Given records:
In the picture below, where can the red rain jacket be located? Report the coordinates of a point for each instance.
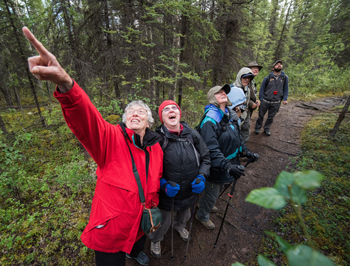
(116, 203)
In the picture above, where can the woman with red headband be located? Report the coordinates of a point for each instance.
(185, 161)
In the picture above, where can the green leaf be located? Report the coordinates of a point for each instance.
(299, 194)
(263, 261)
(267, 197)
(308, 179)
(302, 255)
(284, 244)
(284, 179)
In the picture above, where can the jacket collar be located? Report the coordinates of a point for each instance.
(163, 130)
(149, 139)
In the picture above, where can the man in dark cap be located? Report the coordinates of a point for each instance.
(273, 90)
(243, 78)
(253, 101)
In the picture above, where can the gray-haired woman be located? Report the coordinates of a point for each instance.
(114, 228)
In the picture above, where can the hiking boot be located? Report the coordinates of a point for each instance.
(155, 249)
(208, 224)
(142, 258)
(183, 233)
(214, 209)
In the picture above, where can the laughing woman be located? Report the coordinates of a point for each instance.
(186, 159)
(113, 231)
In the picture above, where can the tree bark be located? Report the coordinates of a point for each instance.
(279, 49)
(182, 45)
(3, 127)
(24, 60)
(340, 118)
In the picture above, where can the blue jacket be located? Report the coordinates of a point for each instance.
(222, 135)
(265, 93)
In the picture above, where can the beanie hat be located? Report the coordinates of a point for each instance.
(211, 94)
(163, 105)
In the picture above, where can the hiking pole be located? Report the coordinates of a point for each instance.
(249, 161)
(198, 180)
(173, 184)
(240, 167)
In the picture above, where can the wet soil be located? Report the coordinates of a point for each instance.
(245, 223)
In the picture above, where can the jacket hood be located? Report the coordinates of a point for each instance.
(237, 96)
(243, 71)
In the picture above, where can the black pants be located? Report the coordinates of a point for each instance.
(118, 258)
(272, 109)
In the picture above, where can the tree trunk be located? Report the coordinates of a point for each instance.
(340, 118)
(279, 50)
(6, 94)
(182, 45)
(24, 60)
(2, 126)
(152, 87)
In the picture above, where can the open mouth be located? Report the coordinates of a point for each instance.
(172, 117)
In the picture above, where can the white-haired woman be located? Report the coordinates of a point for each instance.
(114, 228)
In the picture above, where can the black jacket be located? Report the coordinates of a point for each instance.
(221, 133)
(180, 165)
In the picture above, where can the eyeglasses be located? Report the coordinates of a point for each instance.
(168, 108)
(138, 111)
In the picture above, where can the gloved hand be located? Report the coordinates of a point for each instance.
(198, 184)
(170, 188)
(236, 170)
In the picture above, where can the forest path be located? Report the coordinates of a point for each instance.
(246, 222)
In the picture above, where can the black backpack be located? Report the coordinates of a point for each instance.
(268, 80)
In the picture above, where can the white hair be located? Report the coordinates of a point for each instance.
(150, 119)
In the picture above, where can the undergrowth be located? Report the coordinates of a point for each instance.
(327, 212)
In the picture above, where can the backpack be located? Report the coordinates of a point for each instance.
(268, 80)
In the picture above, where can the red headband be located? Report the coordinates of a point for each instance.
(162, 106)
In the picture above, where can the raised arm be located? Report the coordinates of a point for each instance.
(45, 65)
(80, 114)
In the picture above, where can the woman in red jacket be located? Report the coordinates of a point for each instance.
(114, 225)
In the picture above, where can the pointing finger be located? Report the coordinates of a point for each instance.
(37, 45)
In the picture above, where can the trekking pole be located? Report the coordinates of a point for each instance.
(198, 180)
(173, 184)
(240, 167)
(249, 161)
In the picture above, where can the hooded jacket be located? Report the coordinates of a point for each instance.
(246, 90)
(116, 210)
(221, 133)
(180, 165)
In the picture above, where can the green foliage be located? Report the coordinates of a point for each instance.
(291, 187)
(46, 188)
(327, 210)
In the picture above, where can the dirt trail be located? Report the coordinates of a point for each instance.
(241, 235)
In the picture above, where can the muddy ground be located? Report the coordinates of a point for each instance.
(245, 223)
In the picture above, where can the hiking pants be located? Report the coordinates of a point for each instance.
(245, 129)
(272, 109)
(180, 219)
(118, 258)
(208, 200)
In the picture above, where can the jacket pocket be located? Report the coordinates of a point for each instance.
(114, 232)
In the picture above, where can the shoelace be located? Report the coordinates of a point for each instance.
(184, 232)
(156, 246)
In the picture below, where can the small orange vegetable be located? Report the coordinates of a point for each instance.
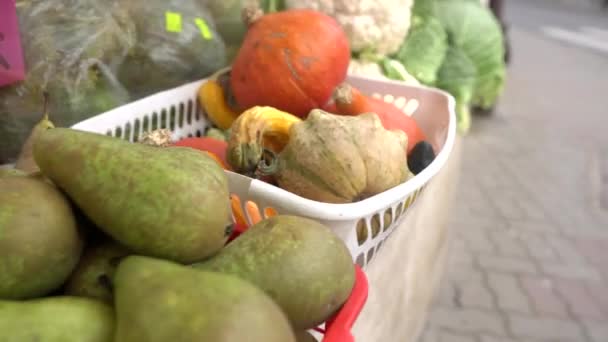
(253, 212)
(350, 101)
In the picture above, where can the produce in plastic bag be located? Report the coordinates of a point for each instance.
(176, 43)
(70, 47)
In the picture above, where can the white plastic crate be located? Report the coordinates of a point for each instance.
(364, 225)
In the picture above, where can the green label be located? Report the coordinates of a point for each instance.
(173, 22)
(202, 25)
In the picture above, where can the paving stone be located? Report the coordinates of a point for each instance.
(566, 249)
(599, 293)
(473, 293)
(509, 294)
(476, 239)
(525, 214)
(579, 300)
(453, 337)
(594, 250)
(490, 338)
(545, 329)
(496, 263)
(468, 321)
(544, 299)
(597, 331)
(569, 270)
(508, 244)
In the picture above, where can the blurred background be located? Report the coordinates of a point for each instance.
(529, 262)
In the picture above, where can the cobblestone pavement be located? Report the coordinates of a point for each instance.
(529, 257)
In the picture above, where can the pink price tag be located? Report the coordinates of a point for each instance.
(12, 68)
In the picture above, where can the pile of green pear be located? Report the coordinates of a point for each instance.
(106, 240)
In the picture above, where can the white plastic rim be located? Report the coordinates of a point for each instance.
(370, 205)
(363, 225)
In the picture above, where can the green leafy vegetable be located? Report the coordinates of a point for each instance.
(424, 49)
(457, 76)
(475, 30)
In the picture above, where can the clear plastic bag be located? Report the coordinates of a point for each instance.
(92, 56)
(177, 42)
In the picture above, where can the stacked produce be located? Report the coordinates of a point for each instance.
(102, 239)
(293, 121)
(119, 241)
(455, 45)
(92, 56)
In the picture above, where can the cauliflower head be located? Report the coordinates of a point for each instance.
(377, 26)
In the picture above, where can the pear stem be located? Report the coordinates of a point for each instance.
(269, 164)
(45, 106)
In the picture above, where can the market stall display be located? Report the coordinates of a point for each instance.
(194, 161)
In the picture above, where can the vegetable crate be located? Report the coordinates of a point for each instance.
(365, 225)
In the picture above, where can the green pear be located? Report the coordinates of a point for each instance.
(39, 242)
(56, 319)
(95, 271)
(171, 203)
(160, 301)
(26, 161)
(299, 262)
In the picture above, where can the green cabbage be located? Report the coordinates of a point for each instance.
(424, 49)
(475, 30)
(458, 76)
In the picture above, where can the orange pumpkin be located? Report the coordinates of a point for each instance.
(290, 60)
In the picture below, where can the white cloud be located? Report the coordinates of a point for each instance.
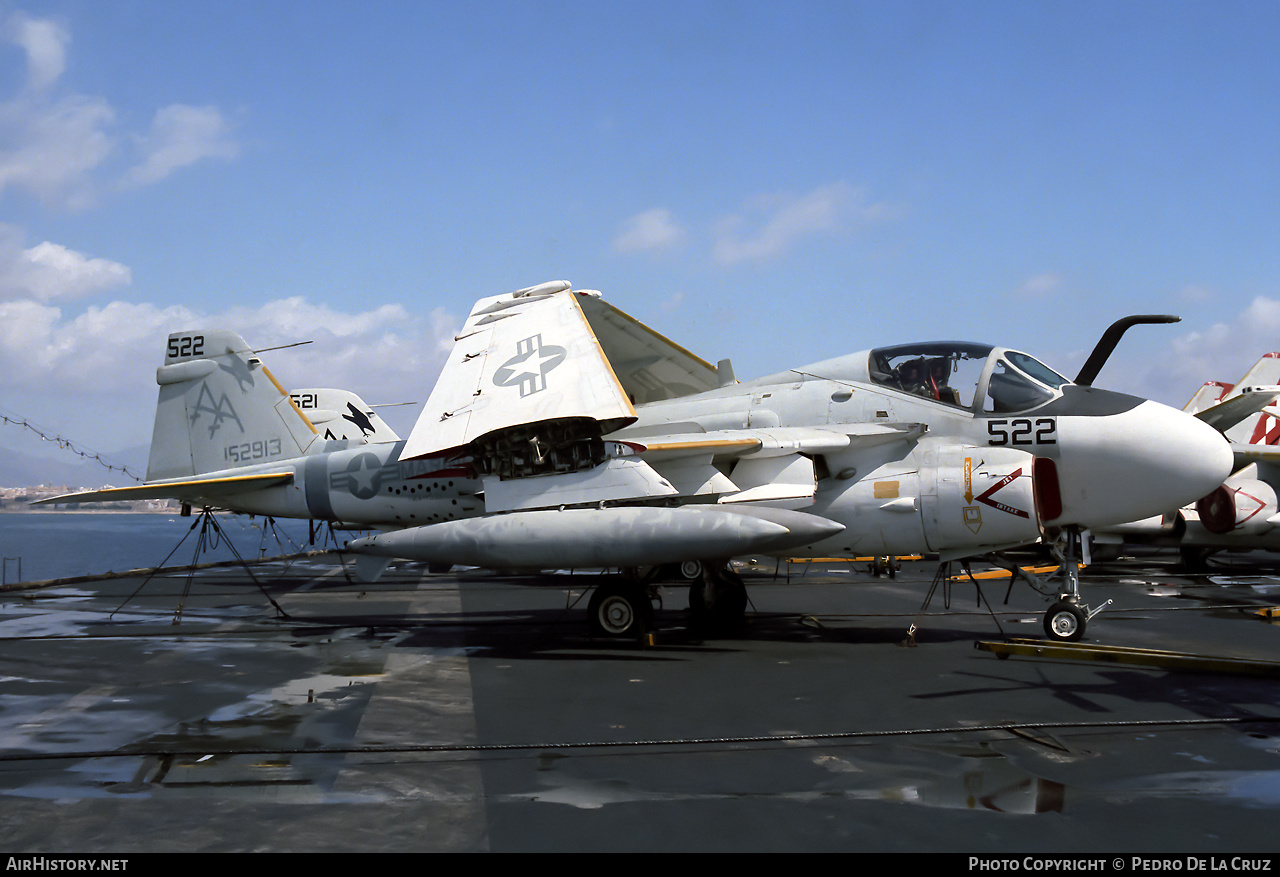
(652, 229)
(1042, 286)
(776, 223)
(49, 270)
(58, 146)
(182, 136)
(45, 42)
(1178, 368)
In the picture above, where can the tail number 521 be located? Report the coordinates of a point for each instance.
(1023, 430)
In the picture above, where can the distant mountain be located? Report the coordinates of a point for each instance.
(22, 470)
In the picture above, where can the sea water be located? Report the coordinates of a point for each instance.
(63, 544)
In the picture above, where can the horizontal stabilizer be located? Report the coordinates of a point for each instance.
(1238, 407)
(182, 489)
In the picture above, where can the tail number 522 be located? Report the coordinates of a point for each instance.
(1023, 430)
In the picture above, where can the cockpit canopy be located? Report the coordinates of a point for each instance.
(977, 377)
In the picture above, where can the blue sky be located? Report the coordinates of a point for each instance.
(771, 182)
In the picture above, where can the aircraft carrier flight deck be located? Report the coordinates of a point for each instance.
(298, 711)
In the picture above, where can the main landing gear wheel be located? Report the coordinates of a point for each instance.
(1065, 622)
(620, 610)
(691, 570)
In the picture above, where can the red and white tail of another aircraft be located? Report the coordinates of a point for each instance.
(1244, 512)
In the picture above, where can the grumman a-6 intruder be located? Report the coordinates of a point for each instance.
(562, 433)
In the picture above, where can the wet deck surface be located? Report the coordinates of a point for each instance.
(465, 712)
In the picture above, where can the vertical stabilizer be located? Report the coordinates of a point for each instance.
(219, 409)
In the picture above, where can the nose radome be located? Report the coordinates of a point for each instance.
(1144, 461)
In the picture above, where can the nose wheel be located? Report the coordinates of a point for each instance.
(1065, 621)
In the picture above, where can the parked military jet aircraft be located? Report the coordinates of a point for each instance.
(1242, 512)
(563, 433)
(946, 447)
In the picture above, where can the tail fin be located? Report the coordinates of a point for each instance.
(1262, 426)
(339, 414)
(219, 409)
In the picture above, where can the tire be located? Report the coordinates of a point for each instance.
(691, 570)
(618, 611)
(1065, 622)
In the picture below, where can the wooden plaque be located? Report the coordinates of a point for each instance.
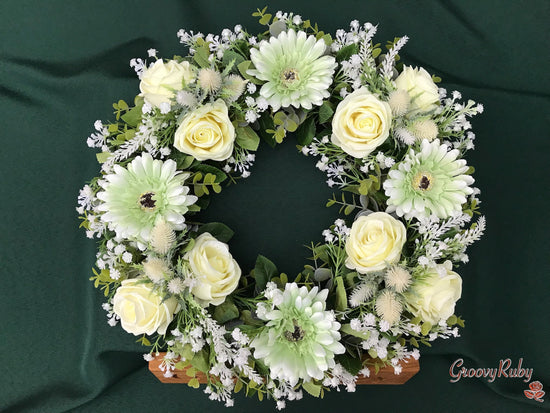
(384, 376)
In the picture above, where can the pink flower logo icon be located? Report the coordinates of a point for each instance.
(535, 391)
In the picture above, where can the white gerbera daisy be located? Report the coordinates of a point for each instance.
(301, 338)
(295, 70)
(139, 196)
(431, 181)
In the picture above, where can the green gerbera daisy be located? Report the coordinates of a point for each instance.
(301, 338)
(146, 192)
(429, 182)
(295, 70)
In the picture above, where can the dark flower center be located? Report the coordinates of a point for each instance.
(424, 183)
(289, 76)
(146, 200)
(295, 335)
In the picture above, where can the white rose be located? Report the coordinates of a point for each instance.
(217, 273)
(361, 123)
(206, 133)
(421, 88)
(375, 241)
(433, 298)
(142, 310)
(161, 81)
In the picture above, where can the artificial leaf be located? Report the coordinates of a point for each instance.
(264, 270)
(306, 132)
(226, 311)
(220, 175)
(341, 296)
(247, 138)
(232, 56)
(325, 112)
(218, 230)
(133, 116)
(103, 156)
(346, 52)
(350, 363)
(346, 328)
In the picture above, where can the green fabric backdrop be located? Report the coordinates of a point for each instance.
(63, 63)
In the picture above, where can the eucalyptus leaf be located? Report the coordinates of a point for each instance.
(341, 296)
(232, 56)
(350, 363)
(218, 230)
(220, 175)
(264, 270)
(247, 138)
(306, 132)
(200, 361)
(346, 328)
(133, 116)
(226, 311)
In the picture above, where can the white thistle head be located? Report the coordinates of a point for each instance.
(398, 278)
(399, 101)
(388, 307)
(156, 269)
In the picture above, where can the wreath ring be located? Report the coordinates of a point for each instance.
(381, 283)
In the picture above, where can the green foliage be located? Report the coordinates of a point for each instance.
(264, 271)
(350, 363)
(133, 116)
(346, 52)
(103, 156)
(221, 176)
(226, 311)
(306, 132)
(346, 329)
(120, 108)
(103, 281)
(243, 67)
(218, 230)
(345, 207)
(341, 303)
(265, 18)
(144, 341)
(232, 59)
(202, 51)
(212, 178)
(325, 112)
(246, 138)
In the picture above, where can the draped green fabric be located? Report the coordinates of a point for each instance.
(62, 65)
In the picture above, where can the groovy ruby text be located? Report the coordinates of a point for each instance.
(504, 369)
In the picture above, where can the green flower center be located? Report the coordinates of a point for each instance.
(147, 202)
(296, 335)
(423, 181)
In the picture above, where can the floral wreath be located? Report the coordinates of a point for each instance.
(387, 137)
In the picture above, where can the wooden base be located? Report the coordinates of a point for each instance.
(384, 376)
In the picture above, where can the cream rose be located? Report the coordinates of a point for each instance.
(361, 123)
(375, 241)
(433, 298)
(418, 83)
(206, 133)
(216, 271)
(161, 81)
(141, 310)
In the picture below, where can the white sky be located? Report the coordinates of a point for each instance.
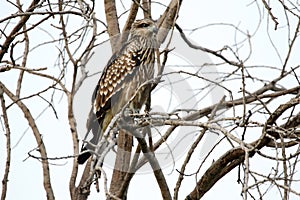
(25, 178)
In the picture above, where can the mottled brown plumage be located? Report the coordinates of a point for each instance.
(122, 79)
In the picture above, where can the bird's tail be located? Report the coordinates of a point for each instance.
(94, 127)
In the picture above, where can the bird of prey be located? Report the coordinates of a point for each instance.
(123, 81)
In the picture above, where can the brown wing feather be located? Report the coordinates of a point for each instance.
(113, 80)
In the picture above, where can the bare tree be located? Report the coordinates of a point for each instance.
(258, 119)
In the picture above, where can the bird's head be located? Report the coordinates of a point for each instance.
(144, 28)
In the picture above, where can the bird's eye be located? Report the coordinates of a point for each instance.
(143, 25)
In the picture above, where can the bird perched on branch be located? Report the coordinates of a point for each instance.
(123, 81)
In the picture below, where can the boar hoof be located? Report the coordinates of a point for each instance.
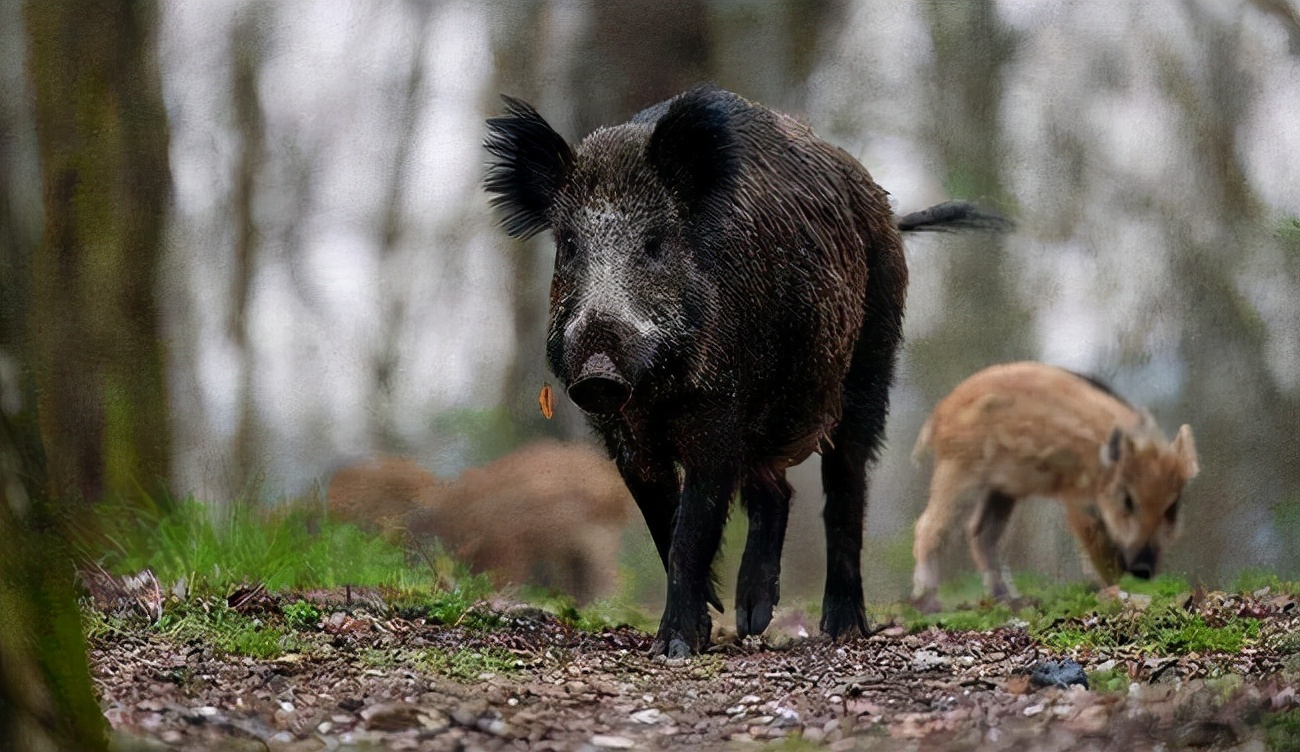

Stated task:
List each line from the rows above that contains the word "daisy", copied in full.

Solution:
In the picture above, where can the white gerbera daisy be located? Report the coordinates of a point for each instance.
In the picture above, where can the green gerbera daisy be located? Report the coordinates of a point for each instance.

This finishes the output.